**Problem to solve**
Print every entry exactly as written.

**Input data**
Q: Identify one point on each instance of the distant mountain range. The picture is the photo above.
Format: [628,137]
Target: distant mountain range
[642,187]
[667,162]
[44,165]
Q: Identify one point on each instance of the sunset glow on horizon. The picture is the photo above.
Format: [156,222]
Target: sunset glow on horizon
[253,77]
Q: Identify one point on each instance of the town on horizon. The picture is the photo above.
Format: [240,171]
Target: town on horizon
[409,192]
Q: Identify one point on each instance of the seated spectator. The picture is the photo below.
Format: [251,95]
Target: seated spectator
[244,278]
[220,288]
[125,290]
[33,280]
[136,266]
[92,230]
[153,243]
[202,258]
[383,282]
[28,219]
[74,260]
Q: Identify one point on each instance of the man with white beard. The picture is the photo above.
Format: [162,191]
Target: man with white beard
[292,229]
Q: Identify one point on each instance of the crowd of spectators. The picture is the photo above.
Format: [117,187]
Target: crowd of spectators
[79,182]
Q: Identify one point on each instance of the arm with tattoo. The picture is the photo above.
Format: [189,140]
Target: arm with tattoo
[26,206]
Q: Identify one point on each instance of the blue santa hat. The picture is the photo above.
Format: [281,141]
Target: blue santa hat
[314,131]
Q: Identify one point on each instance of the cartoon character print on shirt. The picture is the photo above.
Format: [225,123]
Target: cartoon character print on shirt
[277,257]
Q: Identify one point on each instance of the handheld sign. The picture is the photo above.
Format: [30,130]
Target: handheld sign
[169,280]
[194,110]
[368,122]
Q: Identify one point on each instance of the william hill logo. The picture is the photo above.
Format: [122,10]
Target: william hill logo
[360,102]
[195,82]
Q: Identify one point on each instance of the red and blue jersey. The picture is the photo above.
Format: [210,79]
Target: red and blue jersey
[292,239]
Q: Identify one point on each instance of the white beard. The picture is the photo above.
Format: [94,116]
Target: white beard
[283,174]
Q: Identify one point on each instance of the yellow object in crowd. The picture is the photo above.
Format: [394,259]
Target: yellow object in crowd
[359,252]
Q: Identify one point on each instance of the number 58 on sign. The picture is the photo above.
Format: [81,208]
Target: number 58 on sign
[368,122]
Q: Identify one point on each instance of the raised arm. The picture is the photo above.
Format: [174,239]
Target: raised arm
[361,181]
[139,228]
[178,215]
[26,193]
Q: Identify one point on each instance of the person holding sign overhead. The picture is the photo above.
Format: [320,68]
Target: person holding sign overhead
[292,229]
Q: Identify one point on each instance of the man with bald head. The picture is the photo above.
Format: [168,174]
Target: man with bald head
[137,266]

**Written reply**
Q: Identify one point on each instance of the distant mountain range. The picture is the photo above.
Format: [628,137]
Target: distant mountain range
[642,187]
[667,162]
[44,165]
Q: Identify one point on each instance of the sunset glow on horizon. The picture is the photo above.
Format: [156,222]
Target: sunset glow on horizon
[253,77]
Q: Identify one point on each instance of the town on horizon. The picture is the photo above.
Format: [240,171]
Target: town on horizon
[409,192]
Q: Identify one point on each instance of the seated spectator. The picture is the photo below.
Format: [251,95]
Target: seated spectator
[244,278]
[220,288]
[125,290]
[33,280]
[136,266]
[92,230]
[153,243]
[202,258]
[383,282]
[28,219]
[74,260]
Q: Identify one point on each instance of the man with white beard. The picture is the photo above.
Format: [162,191]
Target: man with white beard
[292,229]
Q: Identify one point on each instance of the crowd of spectators. The picture is the photo above.
Format: [117,187]
Target: crowd of spectators
[79,182]
Q: Identify one point on each instance of the arm with tattoo. The picture is the photo above.
Format: [189,140]
Target: arm with tattoo
[26,206]
Q: Identify one point on each instance of the blue santa hat. The picture is the photo above.
Format: [281,141]
Target: blue santa hat
[314,131]
Q: Identify one point on each instance of the cartoon character print on shirt. The picture is the photo above.
Format: [225,123]
Target: cartoon character print on shirt
[277,257]
Q: Identify one point on each instance of the handheld sign. The picture is the photo above.
Format: [30,130]
Target: handheld sign
[169,280]
[194,110]
[368,122]
Q: Identify one point on each instance of the william hill logo. The picture is the photo above.
Format: [122,10]
Target: william hill logo
[360,102]
[195,82]
Q: Identify one point on each instance of the red and blue jersey. The picture is the photo above.
Format: [210,79]
Target: red and blue jersey
[292,239]
Q: Identify one point on each instance of the white beard. The picture is the photo above.
Format: [94,116]
Target: white beard
[283,174]
Q: Identify one point on each instance of the yellow object in crowd. The picture is the photo above.
Format: [394,259]
Target: yellow object in crowd
[359,252]
Q: Identify one point on each instance of the number 58 on sign. The picture is the photo above.
Format: [81,208]
Target: number 58 on sign
[368,122]
Q: Identify one point on each instance of the raised arm. The picture is the photo above.
Format: [174,239]
Target: raised arm
[361,181]
[139,228]
[178,215]
[26,193]
Q: Identify one point on each instance of the person holding sign overhead. The picture is the photo above.
Format: [320,68]
Target: person holding sign overhead
[292,229]
Q: Identify one point on each instance of the man with bald head. The picture is the photo above.
Format: [168,174]
Target: man with bald head
[137,266]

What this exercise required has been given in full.